Dataset rows
.....
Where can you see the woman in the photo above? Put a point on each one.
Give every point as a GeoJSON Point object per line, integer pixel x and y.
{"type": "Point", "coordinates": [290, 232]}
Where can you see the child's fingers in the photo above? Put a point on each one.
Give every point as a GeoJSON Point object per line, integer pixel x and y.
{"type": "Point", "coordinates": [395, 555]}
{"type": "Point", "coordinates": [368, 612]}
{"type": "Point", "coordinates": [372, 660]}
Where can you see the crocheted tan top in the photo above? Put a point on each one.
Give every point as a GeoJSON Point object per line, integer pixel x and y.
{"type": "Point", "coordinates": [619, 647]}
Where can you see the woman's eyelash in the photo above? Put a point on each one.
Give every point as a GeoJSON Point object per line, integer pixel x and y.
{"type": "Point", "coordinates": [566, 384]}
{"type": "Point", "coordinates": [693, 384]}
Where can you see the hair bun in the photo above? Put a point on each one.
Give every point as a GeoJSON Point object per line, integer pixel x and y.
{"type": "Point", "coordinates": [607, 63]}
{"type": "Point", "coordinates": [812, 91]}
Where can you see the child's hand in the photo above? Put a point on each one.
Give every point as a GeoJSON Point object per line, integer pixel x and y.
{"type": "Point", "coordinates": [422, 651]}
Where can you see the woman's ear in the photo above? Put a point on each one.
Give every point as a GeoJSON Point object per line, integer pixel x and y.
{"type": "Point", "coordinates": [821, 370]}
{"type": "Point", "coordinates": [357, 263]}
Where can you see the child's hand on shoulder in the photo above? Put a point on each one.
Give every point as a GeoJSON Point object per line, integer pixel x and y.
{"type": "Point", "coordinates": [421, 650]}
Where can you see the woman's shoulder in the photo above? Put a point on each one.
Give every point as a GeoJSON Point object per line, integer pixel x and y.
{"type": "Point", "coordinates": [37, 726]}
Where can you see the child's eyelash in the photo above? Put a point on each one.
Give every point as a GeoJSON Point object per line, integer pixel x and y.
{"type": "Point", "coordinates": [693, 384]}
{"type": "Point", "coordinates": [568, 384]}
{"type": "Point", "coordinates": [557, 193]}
.....
Every record should be given again exactly.

IN RESPONSE:
Where can you see the woman in the photo above? Put a point on each one.
Give every point as a GeoJSON Point object per line, integer pixel x and y.
{"type": "Point", "coordinates": [290, 232]}
Where can you see the child's fingers in the photo above? Put a point on each one.
Give every point as a GeoJSON Point object per line, integer pixel x and y.
{"type": "Point", "coordinates": [395, 555]}
{"type": "Point", "coordinates": [368, 612]}
{"type": "Point", "coordinates": [372, 660]}
Where can you see the crocheted tan top in the photo above? Put a point on each one.
Give every point as a GeoJSON Point object per line, integer pixel x and y.
{"type": "Point", "coordinates": [619, 647]}
Where can you see the woman's eyelash in the photo above? Put a point on each one.
Give every point as a GeoJSON Point object per line, integer pixel x and y.
{"type": "Point", "coordinates": [566, 384]}
{"type": "Point", "coordinates": [693, 384]}
Where can you see the hair bun in the photo above? Put a point on each one.
Give every point as a GeoJSON Point object per line, integer pixel x and y.
{"type": "Point", "coordinates": [607, 63]}
{"type": "Point", "coordinates": [812, 91]}
Where can you see the child's hand in the photo above? Put a point on each one.
Give every point as a GeoJSON Point object per line, integer pixel x and y.
{"type": "Point", "coordinates": [422, 651]}
Where can you see the woman's ear in the photo above? Put a point on each one.
Give every point as a GeoJSON Point object per line, integer pixel x and y.
{"type": "Point", "coordinates": [821, 370]}
{"type": "Point", "coordinates": [357, 263]}
Where can you see the child's hand on shoulder in the photo above? Put a point on each one.
Give every point as a GeoJSON Point object per line, integer pixel x and y.
{"type": "Point", "coordinates": [421, 650]}
Where can you see the woman's shoulder in the photo above? Put a point on each one.
Give every point as a GeoJSON Point object per line, integer pixel x and y.
{"type": "Point", "coordinates": [37, 726]}
Where can you see the child's eyelash in the photo above? Put a point on each one.
Give every point as a GeoJSON Point object per line, integer pixel x and y.
{"type": "Point", "coordinates": [693, 384]}
{"type": "Point", "coordinates": [568, 384]}
{"type": "Point", "coordinates": [557, 193]}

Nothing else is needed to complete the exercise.